Given instruction. Which lines in the entries below contain the word "leaf"? Gather each one and copy it in full.

Exercise material.
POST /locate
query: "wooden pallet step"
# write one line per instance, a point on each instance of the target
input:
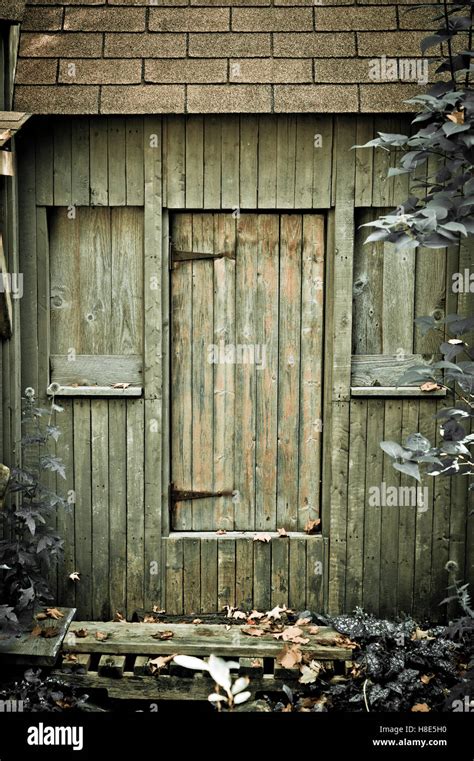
==
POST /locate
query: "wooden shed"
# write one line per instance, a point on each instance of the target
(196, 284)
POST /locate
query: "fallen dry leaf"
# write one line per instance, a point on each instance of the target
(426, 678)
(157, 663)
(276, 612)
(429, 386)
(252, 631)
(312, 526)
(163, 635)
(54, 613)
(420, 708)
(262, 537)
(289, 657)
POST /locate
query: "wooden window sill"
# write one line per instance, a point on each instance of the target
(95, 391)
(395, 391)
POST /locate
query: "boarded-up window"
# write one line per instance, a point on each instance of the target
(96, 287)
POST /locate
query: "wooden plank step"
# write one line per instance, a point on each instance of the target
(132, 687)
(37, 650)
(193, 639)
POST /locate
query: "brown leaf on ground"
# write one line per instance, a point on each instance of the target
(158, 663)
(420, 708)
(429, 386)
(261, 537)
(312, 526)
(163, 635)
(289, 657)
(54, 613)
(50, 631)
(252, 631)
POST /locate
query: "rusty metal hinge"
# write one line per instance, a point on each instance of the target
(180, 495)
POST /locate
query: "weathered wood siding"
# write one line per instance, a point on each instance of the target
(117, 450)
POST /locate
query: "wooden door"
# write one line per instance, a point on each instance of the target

Output of the task.
query: "fallen dry leaf"
query: "brown leaf on ground"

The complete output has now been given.